TO DO:
If a line in the listing below has the string "right", copy it out.

AVAILABLE RECORDS:
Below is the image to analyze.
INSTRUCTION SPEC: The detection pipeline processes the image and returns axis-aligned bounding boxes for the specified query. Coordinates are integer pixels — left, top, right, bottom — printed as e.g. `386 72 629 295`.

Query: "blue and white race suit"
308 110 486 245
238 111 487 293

...

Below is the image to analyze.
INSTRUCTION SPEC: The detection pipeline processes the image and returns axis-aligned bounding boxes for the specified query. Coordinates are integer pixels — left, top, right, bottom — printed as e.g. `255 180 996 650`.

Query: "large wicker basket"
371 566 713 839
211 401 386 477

REPLY:
INSTRUCTION SPEC: The detection pipeline processes the image and returns axis-aligned bounding boxes for the specified query. Coordinates are integer pixels — left, top, right, bottom — printed as e.g. `386 72 629 295`.
INSTRUCTION SPEC: The detection pipeline processes the image and returns axis-aligned bounding boxes for the specified query. Coordinates are integer pixels — left, top, right, bottom — printed as e.g. `255 180 996 650`.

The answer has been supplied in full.